(Texto de origem)
1.40. Em data posterior a 07 de Outubro de 2010, a ré procedeu ao rebaixamento do caminho numa profundidade de 1,5 a 2 metros, o que afeta o terreno da autora numa extensão de 80 metros ao longo da vedação com início no marco 5 e termo nas proximidades da junção entre as duas parcelas de terreno da autora, onde se encontrava localizado o marco 1 (artigos 37.º e 38.º da base instrutória).

1.41. Através de escritura pública denominada “ESCRITURA DE CEDÊNCIA A TÍTULO GRATUITO DE UMA FAIXA DE TERRENO COM A AREA DE 2 559m2” celebrada no dia 4 de abril de 2011, nos Edifício ….., a ré IMOCOM declarou ceder ao Município........., livre de quaisquer ónus ou encargos, uma faixa de terreno com a área de 2 559 m2 (dois mil, quinhentos e cinquenta e nove metros quadrados) do prédio urbano descrito na Conservatória de Registo Predial de .......... sob o n.º …../…., freguesia de …, concelho de …, destinada a passeio em planta que fez parte do processo (cfr. cópia simples da escritura lavrada a fls. 73, do Livro n.º 52 e que constitui fls. 1185 e ss.).

1.42. A autora dirigiu duas cartas ao Município …, em 13 de março de 2008 e em 7 de abril de 2008 dando conta do facto do caminho público se encontrar na sua propriedade e requerendo a reposição do mesmo no estado em que se encontrava.


2. A verificação de uma questão nova

A Recorrente veio suscitar a questão do conhecimento de matéria nova em sede de recurso de apelação por parte do Tribunal da Relação de Évora no Acórdão sob recurso.

A Recorrente refere nas suas alegações: “Contudo, no seu recurso de apelação a Ré Imocom veio pela primeira vez, num processo que se arrastava já há mais de 11 anos, invocar um novo argumento nunca antes suscitado ou discutido em primeira instância e que consistia na necessidade de a Autora provar actos de posse sobre os terrenos, uma vez que a presunção registral deveria ceder perante a presunção de posse do art. 1.268.º Cód. Civil que beneficiaria a Ré por ser anterior ao registo da propriedade a favor da Autora.

Conforme se referiu, esse novo argumento nunca foi alegado em primeira instância pela Ré e não foi, por isso, conhecido pelo Tribunal de primeira instância.

Na verdade, em primeira instância a Ré apenas se preocupou em defender a zona de delimitação dos seus terrenos, tendo a prova realizada demonstrado que tal delimitação não estava correcta.

Pelo que, salvo o devido por mais douta opinião, na deveria a douta Relação ter sequer conhecido desse argumento.”

No Acórdão recorrido, o Tribunal da Relação de Évora pronunciou-se desta forma sobre a questão de ser ou não uma questão nova: “O primeiro tema, a nosso ver, é decisivo e a ser procedente determina inevitavelmente o desfecho da acção (com a sua improcedência).

(O material)
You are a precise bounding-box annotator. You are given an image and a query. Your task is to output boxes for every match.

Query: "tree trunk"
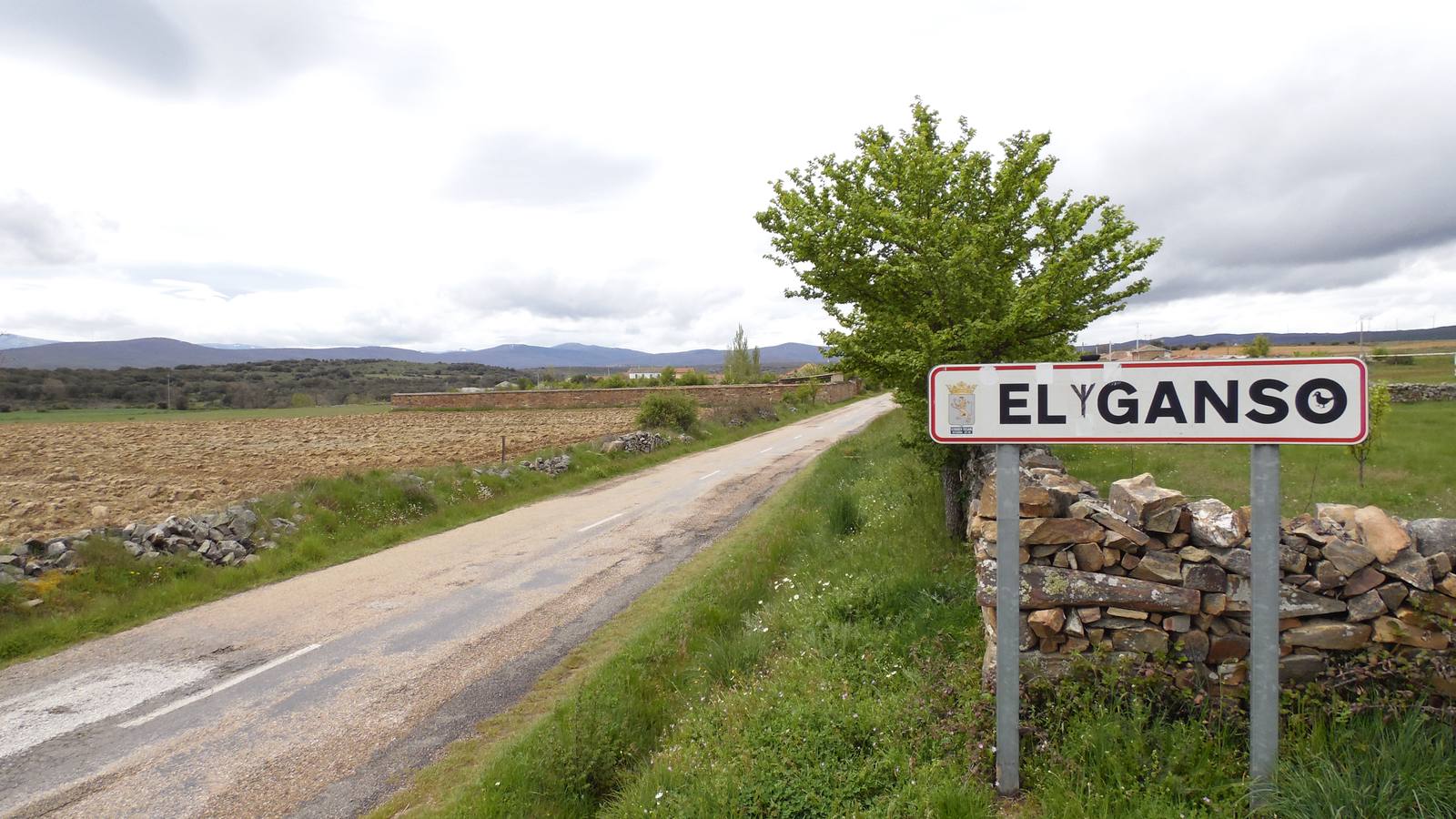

(Detalhes do exercício) Reproduza o trecho do acórdão desde "1.41. Através de" até "que se encontrava.", inclusive. Não vai precisar deste material.

(Tarefa concluída)
1.41. Através de escritura pública denominada “ESCRITURA DE CEDÊNCIA A TÍTULO GRATUITO DE UMA FAIXA DE TERRENO COM A AREA DE 2 559m2” celebrada no dia 4 de abril de 2011, nos Edifício ….., a ré IMOCOM declarou ceder ao Município........., livre de quaisquer ónus ou encargos, uma faixa de terreno com a área de 2 559 m2 (dois mil, quinhentos e cinquenta e nove metros quadrados) do prédio urbano descrito na Conservatória de Registo Predial de .......... sob o n.º …../…., freguesia de …, concelho de …, destinada a passeio em planta que fez parte do processo (cfr. cópia simples da escritura lavrada a fls. 73, do Livro n.º 52 e que constitui fls. 1185 e ss.).

1.42. A autora dirigiu duas cartas ao Município …, em 13 de março de 2008 e em 7 de abril de 2008 dando conta do facto do caminho público se encontrar na sua propriedade e requerendo a reposição do mesmo no estado em que se encontrava.